■ TASKS AND EXERCISES ■
a) In the post on Surgical Safety Checklists in Ontario, roughly what power did Gawande and others report for the study?
b) Decide whether each statement agrees with the post on Surgical Safety Checklists in Ontario, giving yes or no and quoting the words that settle it: (i) Checklists have been introduced in Scotland. (ii) The Urbach and Baxter study found that the checklist reduced deaths. (iii) Power calculations done after a study are informative when no effect is seen.
c) List every person named in the post on Surgical Safety Checklists in Ontario.

■ EXCERPT PROVIDED ■
● ● ● ●

Introduction of Surgical Safety Checklists in Ontario, Canada – don’t blame the study size

The recent publication of the Ontario experience in the introduction of Surgical Safety Checklists has caused a bit of a stooshie.

Checklists have consistently been shown to be associated with a reduction in death and complications following surgery. Since the publication of Atul Gawande’s seminal paper in 2009, checklists have been successfully introduced in a number of countries including Scotland. David Urbach and Nancy Baxter’s New England Journal of Medicine publication stands apart: the checklist made no difference.

Atul Gawande himself responded quickly asking two important questions. Firstly, were there sufficient patients included in the study to show a difference? Secondly, was the implementation robust and was the programme in place for long enough to expect a difference be seen.

He and others have reported the power of the study to be low – about 40% – meaning that were the study to be repeated multiple times and a true difference in mortality actually did exist, the chance of detecting it would be 40%. But power calculations performed after the event (post hoc) are completely meaningless – when no effect is seen in a study, the power is low by definition (mathsy explanation here).

● ● ● ●

(Dataset entries)
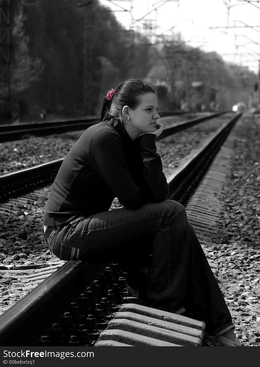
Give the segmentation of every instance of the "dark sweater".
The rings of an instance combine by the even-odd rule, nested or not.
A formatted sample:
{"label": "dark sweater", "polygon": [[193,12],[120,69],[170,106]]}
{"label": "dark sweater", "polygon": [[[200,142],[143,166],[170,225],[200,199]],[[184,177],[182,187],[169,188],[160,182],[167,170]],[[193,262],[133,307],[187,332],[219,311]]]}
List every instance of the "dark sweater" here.
{"label": "dark sweater", "polygon": [[108,210],[115,197],[133,210],[165,200],[168,184],[156,153],[156,138],[147,134],[133,141],[113,120],[89,127],[62,162],[43,224],[53,226]]}

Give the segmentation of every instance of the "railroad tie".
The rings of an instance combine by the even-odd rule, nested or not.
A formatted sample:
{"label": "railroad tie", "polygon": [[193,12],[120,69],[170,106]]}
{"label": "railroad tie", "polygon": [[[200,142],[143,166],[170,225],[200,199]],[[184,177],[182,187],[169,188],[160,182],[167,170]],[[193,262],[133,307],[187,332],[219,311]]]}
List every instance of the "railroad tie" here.
{"label": "railroad tie", "polygon": [[162,342],[171,346],[199,346],[202,344],[205,327],[203,321],[181,315],[135,304],[124,304],[106,330],[101,331],[94,346],[106,340],[106,345],[116,341],[137,346],[159,346]]}

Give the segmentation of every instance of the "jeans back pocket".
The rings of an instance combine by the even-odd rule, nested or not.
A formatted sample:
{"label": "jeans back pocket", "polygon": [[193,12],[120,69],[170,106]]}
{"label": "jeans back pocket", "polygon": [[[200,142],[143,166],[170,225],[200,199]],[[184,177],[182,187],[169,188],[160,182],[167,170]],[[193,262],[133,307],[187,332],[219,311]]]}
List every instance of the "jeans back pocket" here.
{"label": "jeans back pocket", "polygon": [[64,261],[71,260],[87,261],[87,254],[84,250],[68,246],[62,242],[59,244],[58,243],[56,245],[54,244],[53,251],[54,255],[58,257],[60,260]]}

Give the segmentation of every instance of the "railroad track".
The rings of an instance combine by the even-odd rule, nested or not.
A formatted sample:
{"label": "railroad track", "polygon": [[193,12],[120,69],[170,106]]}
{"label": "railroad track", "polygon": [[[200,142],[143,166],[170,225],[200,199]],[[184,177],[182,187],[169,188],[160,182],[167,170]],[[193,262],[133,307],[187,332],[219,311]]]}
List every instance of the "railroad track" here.
{"label": "railroad track", "polygon": [[[162,117],[184,114],[184,113],[183,112],[170,111],[162,112],[160,116]],[[216,115],[218,115],[218,114]],[[84,130],[100,121],[99,117],[86,117],[48,122],[0,125],[0,142],[25,139],[32,135],[43,136],[65,131]]]}
{"label": "railroad track", "polygon": [[[226,113],[221,112],[205,116],[165,128],[157,140],[163,139],[176,132]],[[32,167],[19,170],[14,172],[0,175],[0,201],[11,196],[12,192],[21,192],[25,188],[26,190],[28,190],[28,186],[35,187],[36,185],[39,185],[39,184],[44,182],[47,184],[48,182],[52,182],[63,159],[63,158],[56,159]],[[18,182],[19,183],[18,185]]]}
{"label": "railroad track", "polygon": [[[198,154],[194,155],[188,163],[180,168],[174,175],[169,178],[168,181],[170,193],[169,198],[177,200],[185,205],[220,146],[240,116],[240,115],[237,115],[228,124],[220,129],[214,137],[207,142]],[[9,190],[9,193],[10,192]],[[6,192],[6,197],[7,193]],[[211,266],[213,272],[216,273],[216,266],[212,264]],[[86,315],[89,315],[87,319],[84,320],[84,322],[87,324],[90,332],[87,338],[87,332],[82,331],[85,329],[82,329],[81,331],[78,332],[80,335],[85,333],[84,335],[86,337],[82,345],[93,345],[100,334],[100,330],[106,327],[106,321],[111,319],[111,315],[118,310],[118,305],[122,303],[123,298],[125,297],[126,294],[125,278],[127,275],[120,272],[120,269],[117,264],[111,264],[109,267],[110,269],[107,268],[105,270],[103,276],[98,276],[98,280],[94,281],[93,284],[93,279],[97,277],[97,275],[102,269],[105,268],[105,266],[86,264],[80,261],[66,262],[33,291],[30,292],[0,317],[0,341],[2,345],[37,345],[41,336],[48,335],[48,333],[50,333],[49,329],[52,324],[55,324],[58,320],[61,320],[63,327],[68,329],[66,325],[68,326],[69,324],[70,316],[65,313],[63,317],[61,317],[60,313],[61,304],[64,306],[63,310],[65,312],[66,310],[69,310],[71,314],[73,315],[75,317],[77,317],[77,315],[78,317],[79,317],[79,322],[83,322],[83,320],[80,320],[77,306],[75,304],[72,305],[71,304],[72,301],[77,299],[79,295],[83,294],[83,292],[84,291],[85,296],[80,297],[77,302],[79,304],[80,304],[81,311],[83,312],[82,310],[85,307],[85,310],[87,313]],[[119,277],[119,275],[123,276]],[[109,309],[108,308],[107,301],[103,300],[102,302],[102,298],[105,298],[102,297],[104,295],[102,294],[102,287],[106,282],[111,284],[111,277],[113,276],[117,277],[118,284],[117,289],[114,288],[113,292],[111,291],[106,296],[106,298],[110,301],[111,304],[114,305],[113,306],[112,305]],[[68,294],[71,295],[69,299],[67,297]],[[94,295],[96,298],[95,303],[100,305],[101,303],[103,311],[105,310],[107,311],[106,315],[102,315],[103,311],[100,305],[98,306],[97,308],[96,307],[95,310],[91,309],[91,307],[93,305],[90,305],[90,302],[91,303],[91,297]],[[86,295],[87,297],[86,297]],[[88,299],[86,299],[86,298]],[[127,309],[129,310],[131,307],[131,306],[125,306],[123,309],[126,311]],[[136,306],[134,307],[136,308]],[[122,308],[121,309],[122,312]],[[95,324],[94,318],[90,316],[91,314],[89,313],[90,311],[95,317]],[[139,311],[139,312],[141,311]],[[176,317],[177,320],[175,320],[175,322],[178,323],[177,321],[180,321],[179,319],[181,317],[179,316],[179,319],[178,315]],[[184,321],[183,319],[181,320],[182,322],[184,323],[188,322],[185,320]],[[189,322],[190,322],[190,320]],[[133,321],[133,322],[135,321]],[[115,323],[116,324],[116,322]],[[120,323],[117,322],[117,323]],[[202,333],[201,324],[199,323],[198,324],[198,322],[196,324],[195,321],[194,323],[193,328],[197,330],[200,330]],[[36,324],[37,325],[37,328],[35,327]],[[127,326],[127,324],[126,323]],[[128,327],[129,326],[128,324]],[[53,335],[55,333],[58,335],[60,332],[58,327],[58,330],[57,331],[57,327],[55,324],[52,329],[51,333]],[[202,333],[200,334],[201,336]],[[106,335],[111,335],[111,334],[109,331],[104,331],[102,334],[105,335],[105,340]],[[119,334],[120,335],[120,332]],[[47,337],[46,338],[43,337],[40,344],[41,345],[48,345],[49,342],[47,339]],[[23,341],[22,342],[21,341]],[[103,344],[101,342],[101,345],[104,345],[104,341],[103,340]],[[98,343],[101,342],[102,341],[99,341]],[[55,342],[58,342],[56,341]],[[61,339],[60,338],[59,342],[63,342],[62,338]],[[67,341],[66,342],[67,343]],[[141,342],[141,341],[140,342]],[[107,343],[105,342],[105,344],[106,345]]]}

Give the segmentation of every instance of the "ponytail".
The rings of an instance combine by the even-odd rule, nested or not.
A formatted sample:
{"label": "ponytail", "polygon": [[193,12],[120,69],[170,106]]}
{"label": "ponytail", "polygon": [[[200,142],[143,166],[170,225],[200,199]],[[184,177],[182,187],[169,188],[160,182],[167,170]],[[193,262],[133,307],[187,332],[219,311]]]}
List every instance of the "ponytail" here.
{"label": "ponytail", "polygon": [[106,97],[105,97],[103,101],[102,109],[101,110],[100,118],[101,121],[105,121],[108,119],[108,118],[110,116],[109,111],[111,103],[111,101],[108,101]]}
{"label": "ponytail", "polygon": [[139,79],[126,80],[116,90],[108,91],[103,102],[101,120],[105,121],[114,117],[124,124],[122,110],[124,106],[134,109],[140,103],[139,97],[146,93],[155,94],[154,89],[145,82]]}

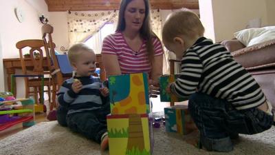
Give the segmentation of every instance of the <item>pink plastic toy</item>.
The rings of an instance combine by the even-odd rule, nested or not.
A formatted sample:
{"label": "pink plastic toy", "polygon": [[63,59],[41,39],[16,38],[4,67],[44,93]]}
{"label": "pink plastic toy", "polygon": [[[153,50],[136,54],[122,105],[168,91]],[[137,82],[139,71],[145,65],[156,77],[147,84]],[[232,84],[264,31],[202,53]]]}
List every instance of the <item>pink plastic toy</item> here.
{"label": "pink plastic toy", "polygon": [[15,97],[14,96],[8,96],[5,99],[6,101],[12,101],[15,100]]}

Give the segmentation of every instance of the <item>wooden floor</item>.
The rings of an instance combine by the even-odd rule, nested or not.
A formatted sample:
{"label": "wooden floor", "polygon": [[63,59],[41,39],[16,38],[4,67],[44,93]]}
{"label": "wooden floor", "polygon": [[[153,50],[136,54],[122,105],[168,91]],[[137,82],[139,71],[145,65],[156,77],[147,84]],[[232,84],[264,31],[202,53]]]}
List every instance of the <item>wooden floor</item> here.
{"label": "wooden floor", "polygon": [[[155,99],[151,99],[151,101],[153,102],[153,108],[152,108],[152,112],[161,112],[164,110],[164,108],[166,107],[170,106],[170,103],[166,103],[166,102],[160,102],[160,99],[159,98],[155,98]],[[182,103],[178,103],[176,104],[186,104],[187,103],[186,101],[182,102]],[[48,106],[46,102],[46,106]],[[49,121],[47,118],[47,114],[46,113],[36,113],[35,115],[35,121],[36,123],[38,123],[40,122],[44,122],[44,121]],[[27,129],[28,127],[22,127],[22,123],[19,123],[17,125],[15,125],[8,129],[4,130],[1,132],[0,132],[0,141],[10,135],[16,134],[20,131],[22,131],[25,129]]]}

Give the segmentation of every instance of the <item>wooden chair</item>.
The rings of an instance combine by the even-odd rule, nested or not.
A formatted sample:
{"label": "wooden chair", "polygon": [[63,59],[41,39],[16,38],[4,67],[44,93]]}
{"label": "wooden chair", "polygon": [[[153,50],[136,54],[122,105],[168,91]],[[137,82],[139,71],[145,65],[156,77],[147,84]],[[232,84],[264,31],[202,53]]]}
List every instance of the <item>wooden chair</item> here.
{"label": "wooden chair", "polygon": [[[60,64],[63,62],[59,62],[60,59],[64,56],[56,56],[54,50],[54,43],[52,41],[52,34],[54,32],[54,28],[50,24],[45,24],[42,26],[42,38],[44,41],[46,55],[47,58],[48,64],[50,64],[49,68],[51,75],[54,79],[54,81],[56,83],[58,87],[56,91],[58,91],[63,83],[64,80],[71,78],[72,76],[72,72],[63,72],[62,68],[60,68]],[[96,67],[100,68],[100,77],[102,81],[106,80],[106,73],[104,72],[104,65],[101,61],[101,54],[96,54]],[[66,62],[67,63],[67,62]],[[53,96],[52,99],[55,100],[56,96]],[[55,102],[50,106],[50,110],[52,110],[54,106],[56,106]]]}
{"label": "wooden chair", "polygon": [[54,32],[54,28],[49,24],[45,24],[42,26],[42,38],[45,45],[45,51],[47,61],[48,67],[51,77],[54,83],[53,87],[52,101],[50,103],[50,110],[53,110],[54,107],[56,107],[56,92],[61,86],[63,81],[70,78],[72,73],[62,74],[56,56],[54,48],[55,44],[52,41],[52,34]]}
{"label": "wooden chair", "polygon": [[[47,93],[49,94],[49,99],[51,99],[50,93],[50,85],[52,85],[52,81],[49,78],[41,78],[41,76],[49,75],[49,71],[47,71],[47,68],[45,68],[47,66],[45,63],[47,63],[47,61],[43,56],[44,43],[43,40],[39,39],[29,39],[23,40],[16,43],[16,48],[19,50],[20,61],[22,66],[22,74],[24,75],[25,80],[25,98],[29,98],[30,96],[33,95],[36,103],[38,103],[38,94],[40,93],[40,97],[43,96],[43,92],[40,91],[43,85],[43,80],[44,80],[44,84],[47,87]],[[28,57],[26,57],[28,55]],[[25,60],[30,59],[32,64],[33,65],[32,68],[27,68],[25,65]],[[35,76],[40,77],[35,77]],[[29,76],[29,77],[28,76]],[[32,76],[32,78],[30,78]],[[31,90],[31,87],[33,87],[33,91]],[[42,100],[41,100],[42,101]],[[43,103],[41,103],[43,104]]]}

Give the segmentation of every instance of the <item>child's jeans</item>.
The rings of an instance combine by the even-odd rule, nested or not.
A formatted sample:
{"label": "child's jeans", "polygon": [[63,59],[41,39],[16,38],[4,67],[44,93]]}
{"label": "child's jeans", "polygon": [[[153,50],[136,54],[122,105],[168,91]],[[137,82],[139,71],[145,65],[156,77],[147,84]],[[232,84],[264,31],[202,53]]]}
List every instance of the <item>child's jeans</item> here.
{"label": "child's jeans", "polygon": [[74,132],[100,143],[101,136],[107,132],[107,115],[110,113],[110,105],[102,109],[76,112],[67,116],[67,124]]}
{"label": "child's jeans", "polygon": [[273,116],[258,108],[236,110],[228,102],[202,93],[191,95],[188,110],[200,131],[202,146],[209,151],[232,151],[230,135],[257,134],[273,123]]}

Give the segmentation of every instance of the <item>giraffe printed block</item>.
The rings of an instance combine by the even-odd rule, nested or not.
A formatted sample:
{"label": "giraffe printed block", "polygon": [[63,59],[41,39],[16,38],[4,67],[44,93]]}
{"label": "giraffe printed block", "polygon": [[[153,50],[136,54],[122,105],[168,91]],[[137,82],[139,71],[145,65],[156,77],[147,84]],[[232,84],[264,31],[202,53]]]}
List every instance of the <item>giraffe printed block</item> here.
{"label": "giraffe printed block", "polygon": [[111,114],[150,112],[147,74],[109,76]]}
{"label": "giraffe printed block", "polygon": [[160,77],[160,101],[170,102],[182,102],[188,100],[188,98],[178,98],[175,95],[171,95],[166,92],[166,87],[169,83],[174,82],[179,75],[164,75]]}
{"label": "giraffe printed block", "polygon": [[108,115],[109,154],[152,154],[151,126],[147,114]]}

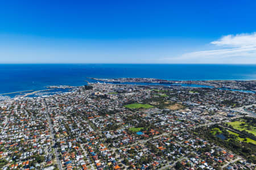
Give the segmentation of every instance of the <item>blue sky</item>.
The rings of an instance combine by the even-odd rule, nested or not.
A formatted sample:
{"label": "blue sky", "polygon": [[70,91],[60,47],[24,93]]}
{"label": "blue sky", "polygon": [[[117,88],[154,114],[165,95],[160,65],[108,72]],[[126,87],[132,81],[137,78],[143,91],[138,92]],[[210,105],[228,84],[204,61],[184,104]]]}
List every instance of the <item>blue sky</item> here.
{"label": "blue sky", "polygon": [[0,63],[256,63],[255,1],[2,1]]}

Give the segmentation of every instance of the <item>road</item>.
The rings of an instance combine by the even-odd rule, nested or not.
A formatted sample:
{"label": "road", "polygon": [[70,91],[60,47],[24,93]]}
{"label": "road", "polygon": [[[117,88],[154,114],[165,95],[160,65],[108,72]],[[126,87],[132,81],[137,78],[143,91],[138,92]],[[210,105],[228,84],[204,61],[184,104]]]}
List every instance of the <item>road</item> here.
{"label": "road", "polygon": [[[87,151],[84,149],[84,146],[82,146],[82,144],[81,144],[81,148],[82,148],[82,151],[84,151],[84,154],[85,154],[85,156],[87,156],[88,155],[88,153],[87,152]],[[90,167],[91,167],[91,169],[92,170],[94,170],[96,169],[94,168],[94,166],[93,165],[93,163],[92,163],[90,164]]]}
{"label": "road", "polygon": [[47,117],[47,120],[48,120],[48,122],[49,124],[49,128],[50,129],[50,133],[51,133],[51,136],[52,137],[52,144],[53,144],[53,146],[54,148],[54,152],[55,154],[55,156],[56,156],[56,159],[57,160],[57,165],[58,165],[58,168],[59,170],[62,170],[62,165],[61,165],[61,163],[60,160],[60,159],[59,159],[59,153],[58,153],[58,151],[57,150],[56,147],[55,147],[55,138],[54,137],[54,135],[52,133],[53,130],[52,130],[52,122],[51,122],[51,119],[50,117],[49,116],[49,113],[48,112],[48,106],[46,104],[46,102],[45,99],[44,99],[44,104],[46,105],[46,116]]}
{"label": "road", "polygon": [[237,162],[237,161],[238,161],[238,160],[240,160],[240,159],[241,159],[241,158],[238,157],[238,158],[237,158],[237,159],[234,159],[234,160],[233,160],[231,161],[231,162],[228,162],[226,164],[225,164],[225,165],[224,165],[223,166],[221,167],[221,169],[223,169],[223,168],[225,168],[225,167],[227,167],[228,165],[229,165],[230,163],[234,163],[235,162]]}
{"label": "road", "polygon": [[242,113],[243,113],[243,114],[249,114],[250,116],[251,116],[255,117],[255,116],[256,116],[255,114],[253,114],[251,112],[246,111],[246,110],[245,110],[243,109],[243,108],[250,108],[250,107],[252,107],[253,105],[256,107],[256,104],[253,104],[247,105],[243,106],[243,107],[239,107],[239,108],[234,108],[234,109],[230,109],[230,110],[232,110],[232,111],[235,111],[235,112]]}

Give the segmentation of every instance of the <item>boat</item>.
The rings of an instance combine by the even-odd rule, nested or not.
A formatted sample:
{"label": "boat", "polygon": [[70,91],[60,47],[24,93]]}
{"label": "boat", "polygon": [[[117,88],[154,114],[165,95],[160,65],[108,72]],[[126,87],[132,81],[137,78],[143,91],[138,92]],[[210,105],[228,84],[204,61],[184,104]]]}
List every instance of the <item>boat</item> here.
{"label": "boat", "polygon": [[172,84],[171,82],[160,82],[159,84]]}

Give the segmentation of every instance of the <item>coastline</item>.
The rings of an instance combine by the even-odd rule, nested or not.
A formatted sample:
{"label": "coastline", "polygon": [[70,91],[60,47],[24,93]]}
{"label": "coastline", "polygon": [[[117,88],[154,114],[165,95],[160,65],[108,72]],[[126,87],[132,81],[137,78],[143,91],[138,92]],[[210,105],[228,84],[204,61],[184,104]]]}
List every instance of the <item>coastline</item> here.
{"label": "coastline", "polygon": [[[122,78],[119,78],[119,79],[122,79]],[[147,78],[124,78],[124,79],[147,79]],[[170,87],[190,87],[190,88],[218,88],[219,90],[231,90],[231,91],[239,91],[239,92],[250,92],[250,93],[255,93],[255,91],[253,91],[253,90],[245,90],[245,89],[240,89],[240,88],[225,88],[223,87],[220,87],[218,86],[213,86],[212,84],[205,84],[204,83],[205,82],[212,82],[212,83],[220,83],[220,82],[223,82],[223,83],[229,83],[229,82],[255,82],[256,80],[190,80],[190,81],[188,81],[188,80],[162,80],[162,79],[159,79],[160,80],[168,80],[168,81],[172,81],[174,82],[177,82],[177,83],[173,83],[172,84],[173,86],[172,86],[172,84],[160,84],[159,83],[159,82],[120,82],[120,83],[115,83],[113,82],[112,82],[110,80],[113,80],[113,79],[108,79],[108,78],[104,78],[102,79],[101,80],[100,80],[101,79],[100,78],[86,78],[86,80],[84,80],[84,81],[86,83],[86,84],[88,84],[89,83],[97,83],[97,82],[98,82],[99,81],[101,82],[100,83],[111,83],[111,84],[130,84],[130,85],[135,85],[135,86],[170,86]],[[89,81],[88,81],[89,80]],[[189,83],[188,84],[188,82],[189,82]],[[80,86],[73,86],[73,87],[79,87],[79,86],[84,86],[86,84],[81,84]],[[176,86],[176,85],[180,85],[180,86]],[[9,96],[9,95],[11,95],[11,94],[21,94],[21,93],[24,93],[24,92],[27,92],[27,93],[25,93],[23,94],[22,95],[20,95],[20,96],[21,96],[21,97],[27,97],[29,95],[31,95],[35,94],[36,94],[38,92],[43,92],[43,91],[50,91],[50,90],[57,90],[57,89],[61,89],[61,88],[59,88],[57,87],[57,86],[65,86],[67,85],[65,84],[63,84],[63,85],[54,85],[54,86],[57,87],[56,88],[51,88],[51,89],[44,89],[46,87],[49,87],[51,86],[53,86],[53,85],[48,85],[48,86],[44,86],[42,87],[42,90],[25,90],[25,91],[17,91],[17,92],[8,92],[8,93],[5,93],[5,94],[0,94],[0,95],[1,96]],[[71,87],[71,86],[70,86]],[[11,98],[14,98],[15,96],[12,97]]]}

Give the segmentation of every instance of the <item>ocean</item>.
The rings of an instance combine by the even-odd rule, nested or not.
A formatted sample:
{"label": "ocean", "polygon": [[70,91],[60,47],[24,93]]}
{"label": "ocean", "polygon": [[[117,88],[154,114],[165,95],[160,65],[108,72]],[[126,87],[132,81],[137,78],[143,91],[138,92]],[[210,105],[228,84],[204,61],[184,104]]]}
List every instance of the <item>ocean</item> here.
{"label": "ocean", "polygon": [[256,65],[0,64],[0,94],[82,86],[86,77],[173,80],[256,80]]}

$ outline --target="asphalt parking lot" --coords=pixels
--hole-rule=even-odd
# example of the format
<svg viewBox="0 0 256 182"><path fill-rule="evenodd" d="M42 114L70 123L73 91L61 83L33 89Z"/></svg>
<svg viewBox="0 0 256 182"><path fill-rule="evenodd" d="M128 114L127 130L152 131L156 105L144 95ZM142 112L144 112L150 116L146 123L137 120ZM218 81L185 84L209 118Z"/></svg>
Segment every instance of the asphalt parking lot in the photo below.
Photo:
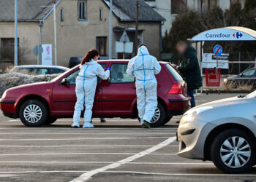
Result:
<svg viewBox="0 0 256 182"><path fill-rule="evenodd" d="M197 104L237 94L202 94ZM135 119L94 119L72 129L71 119L39 128L0 114L0 181L253 181L256 167L226 175L210 162L178 157L176 122L150 130ZM82 123L82 122L81 122Z"/></svg>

● ● ● ●

■ RESULTS BY TASK ■
a) About 40%.

b)
(i) Yes: "checklists have been successfully introduced in a number of countries including Scotland."
(ii) No: "the checklist made no difference."
(iii) No: "power calculations performed after the event (post hoc) are completely meaningless"

c) Atul Gawande, David Urbach, Nancy Baxter